### Work request
Provide only the number of lines below in which the string "foreground" occurs.

### Study material
┌────────

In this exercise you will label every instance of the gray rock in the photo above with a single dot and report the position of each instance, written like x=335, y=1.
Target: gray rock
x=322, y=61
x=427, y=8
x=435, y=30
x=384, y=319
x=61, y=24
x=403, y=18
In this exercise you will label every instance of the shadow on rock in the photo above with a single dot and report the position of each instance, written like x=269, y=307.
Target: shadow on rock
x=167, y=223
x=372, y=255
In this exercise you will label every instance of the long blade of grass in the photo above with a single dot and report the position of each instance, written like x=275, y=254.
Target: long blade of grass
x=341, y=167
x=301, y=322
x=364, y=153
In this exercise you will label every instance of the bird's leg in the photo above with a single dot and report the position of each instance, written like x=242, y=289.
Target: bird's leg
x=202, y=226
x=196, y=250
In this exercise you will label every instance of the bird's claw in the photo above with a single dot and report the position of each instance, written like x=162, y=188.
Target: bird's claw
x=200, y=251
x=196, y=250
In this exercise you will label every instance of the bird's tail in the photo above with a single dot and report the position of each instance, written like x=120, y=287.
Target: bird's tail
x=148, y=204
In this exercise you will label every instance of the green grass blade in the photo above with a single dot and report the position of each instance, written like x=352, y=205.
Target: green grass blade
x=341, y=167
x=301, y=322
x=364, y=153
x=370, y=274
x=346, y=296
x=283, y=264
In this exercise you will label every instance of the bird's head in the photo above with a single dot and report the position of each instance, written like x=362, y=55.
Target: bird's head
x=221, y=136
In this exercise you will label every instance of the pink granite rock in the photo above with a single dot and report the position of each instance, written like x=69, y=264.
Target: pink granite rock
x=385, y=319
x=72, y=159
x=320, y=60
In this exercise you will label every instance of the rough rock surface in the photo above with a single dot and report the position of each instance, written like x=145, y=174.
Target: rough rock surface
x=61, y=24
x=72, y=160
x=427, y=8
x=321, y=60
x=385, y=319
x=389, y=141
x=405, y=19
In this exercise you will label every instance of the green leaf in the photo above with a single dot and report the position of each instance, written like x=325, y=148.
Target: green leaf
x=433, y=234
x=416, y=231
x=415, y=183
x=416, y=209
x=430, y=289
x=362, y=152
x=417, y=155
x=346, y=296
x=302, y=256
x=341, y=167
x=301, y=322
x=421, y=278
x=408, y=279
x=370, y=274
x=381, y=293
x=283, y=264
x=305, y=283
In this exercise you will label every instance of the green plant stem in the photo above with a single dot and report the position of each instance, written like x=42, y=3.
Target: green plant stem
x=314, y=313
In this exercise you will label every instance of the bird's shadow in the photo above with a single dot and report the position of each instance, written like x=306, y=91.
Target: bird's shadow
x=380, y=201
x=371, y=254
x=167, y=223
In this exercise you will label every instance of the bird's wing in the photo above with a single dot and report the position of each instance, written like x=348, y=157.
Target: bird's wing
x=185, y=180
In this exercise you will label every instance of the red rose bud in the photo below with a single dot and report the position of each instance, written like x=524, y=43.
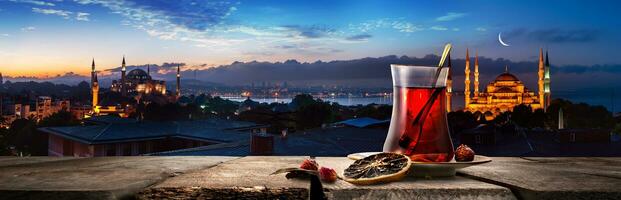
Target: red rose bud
x=309, y=164
x=327, y=174
x=464, y=153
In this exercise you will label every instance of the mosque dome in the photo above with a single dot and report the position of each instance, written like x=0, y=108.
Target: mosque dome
x=138, y=74
x=506, y=77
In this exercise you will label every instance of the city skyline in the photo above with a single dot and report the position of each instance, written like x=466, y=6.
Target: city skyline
x=45, y=38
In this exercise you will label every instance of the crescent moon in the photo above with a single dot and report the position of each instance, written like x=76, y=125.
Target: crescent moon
x=502, y=42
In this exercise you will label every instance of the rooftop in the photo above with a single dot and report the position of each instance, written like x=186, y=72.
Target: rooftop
x=108, y=130
x=321, y=142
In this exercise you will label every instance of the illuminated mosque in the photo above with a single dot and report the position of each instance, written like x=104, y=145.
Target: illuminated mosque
x=506, y=90
x=136, y=84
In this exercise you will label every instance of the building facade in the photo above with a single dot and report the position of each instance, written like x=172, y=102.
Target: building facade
x=138, y=81
x=506, y=91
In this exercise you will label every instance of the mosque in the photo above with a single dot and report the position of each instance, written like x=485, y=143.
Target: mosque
x=137, y=84
x=506, y=91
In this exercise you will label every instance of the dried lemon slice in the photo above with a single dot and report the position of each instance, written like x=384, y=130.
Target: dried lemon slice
x=378, y=168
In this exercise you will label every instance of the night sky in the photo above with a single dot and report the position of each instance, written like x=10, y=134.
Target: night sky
x=48, y=37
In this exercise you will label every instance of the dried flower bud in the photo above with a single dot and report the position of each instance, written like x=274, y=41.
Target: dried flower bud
x=327, y=174
x=309, y=164
x=464, y=153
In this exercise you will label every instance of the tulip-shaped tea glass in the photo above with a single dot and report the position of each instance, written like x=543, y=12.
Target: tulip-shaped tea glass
x=418, y=127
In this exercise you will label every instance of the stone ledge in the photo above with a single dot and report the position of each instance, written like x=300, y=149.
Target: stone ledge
x=553, y=178
x=248, y=177
x=94, y=178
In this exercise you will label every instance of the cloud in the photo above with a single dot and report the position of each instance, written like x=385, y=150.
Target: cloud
x=81, y=16
x=451, y=16
x=564, y=36
x=438, y=28
x=360, y=37
x=396, y=24
x=63, y=13
x=314, y=31
x=29, y=29
x=405, y=27
x=554, y=35
x=182, y=20
x=35, y=2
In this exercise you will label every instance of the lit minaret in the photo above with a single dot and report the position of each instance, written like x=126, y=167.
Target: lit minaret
x=123, y=84
x=467, y=81
x=449, y=85
x=540, y=83
x=178, y=80
x=561, y=119
x=546, y=82
x=476, y=74
x=94, y=87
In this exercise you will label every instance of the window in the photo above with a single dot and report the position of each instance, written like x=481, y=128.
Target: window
x=142, y=147
x=127, y=149
x=110, y=149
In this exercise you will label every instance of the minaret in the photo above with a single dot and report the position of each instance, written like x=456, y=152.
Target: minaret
x=123, y=84
x=449, y=85
x=178, y=80
x=476, y=74
x=546, y=82
x=540, y=80
x=467, y=82
x=561, y=119
x=94, y=87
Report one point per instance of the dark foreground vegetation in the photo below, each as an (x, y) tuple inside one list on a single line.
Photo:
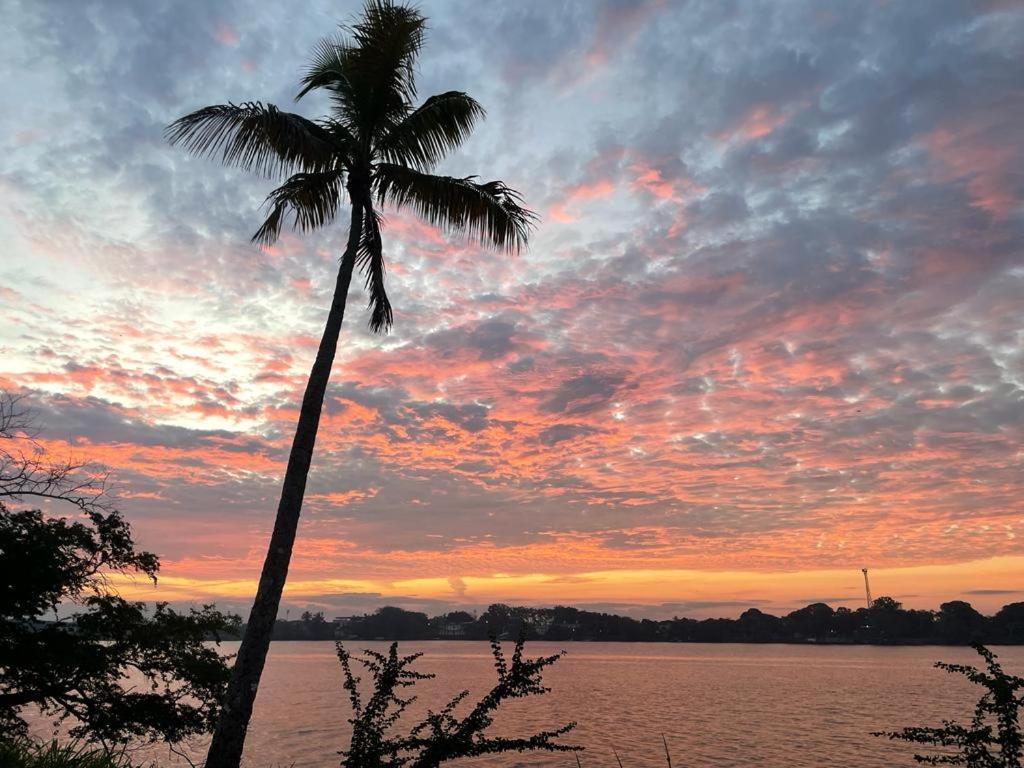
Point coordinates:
[(993, 737), (886, 623)]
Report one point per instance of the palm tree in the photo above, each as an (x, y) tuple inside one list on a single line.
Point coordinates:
[(380, 148)]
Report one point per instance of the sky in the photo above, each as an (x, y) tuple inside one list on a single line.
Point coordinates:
[(769, 331)]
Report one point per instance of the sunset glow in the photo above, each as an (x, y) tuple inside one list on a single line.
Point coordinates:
[(769, 331)]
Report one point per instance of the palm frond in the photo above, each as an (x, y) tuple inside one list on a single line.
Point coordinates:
[(439, 125), (371, 261), (330, 67), (257, 137), (491, 212), (312, 200), (371, 74), (389, 37)]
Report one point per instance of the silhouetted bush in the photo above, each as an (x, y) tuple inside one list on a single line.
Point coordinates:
[(23, 754), (993, 738), (443, 735)]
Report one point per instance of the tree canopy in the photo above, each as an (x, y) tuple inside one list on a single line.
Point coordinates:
[(70, 644)]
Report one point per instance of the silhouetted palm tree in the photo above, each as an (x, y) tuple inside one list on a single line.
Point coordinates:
[(377, 146)]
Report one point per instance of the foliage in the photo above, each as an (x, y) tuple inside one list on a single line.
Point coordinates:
[(376, 143), (441, 735), (993, 738), (73, 666), (23, 754)]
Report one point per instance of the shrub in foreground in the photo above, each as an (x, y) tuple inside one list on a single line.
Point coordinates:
[(993, 737), (24, 754), (443, 735)]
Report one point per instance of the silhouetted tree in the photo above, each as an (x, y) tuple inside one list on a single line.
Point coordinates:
[(993, 738), (379, 147), (958, 623), (72, 666), (443, 735), (811, 622), (1009, 624)]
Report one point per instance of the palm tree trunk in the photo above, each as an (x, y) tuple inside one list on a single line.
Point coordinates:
[(228, 738)]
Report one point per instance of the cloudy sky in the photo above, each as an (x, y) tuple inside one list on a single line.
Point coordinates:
[(768, 332)]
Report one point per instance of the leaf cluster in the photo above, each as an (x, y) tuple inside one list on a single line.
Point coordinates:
[(375, 143), (445, 734), (993, 737), (71, 646)]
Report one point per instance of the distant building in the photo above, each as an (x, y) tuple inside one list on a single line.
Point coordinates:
[(454, 630), (341, 627)]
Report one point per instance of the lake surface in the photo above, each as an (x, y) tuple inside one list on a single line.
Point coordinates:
[(724, 705)]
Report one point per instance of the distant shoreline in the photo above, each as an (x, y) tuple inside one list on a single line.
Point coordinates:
[(842, 644), (885, 623)]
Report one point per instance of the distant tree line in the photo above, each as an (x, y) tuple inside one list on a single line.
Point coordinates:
[(887, 622)]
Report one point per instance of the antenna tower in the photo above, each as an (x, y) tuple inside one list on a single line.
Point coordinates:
[(867, 588)]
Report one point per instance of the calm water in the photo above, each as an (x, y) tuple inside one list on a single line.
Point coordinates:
[(716, 705)]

└────────

### Output for this task
2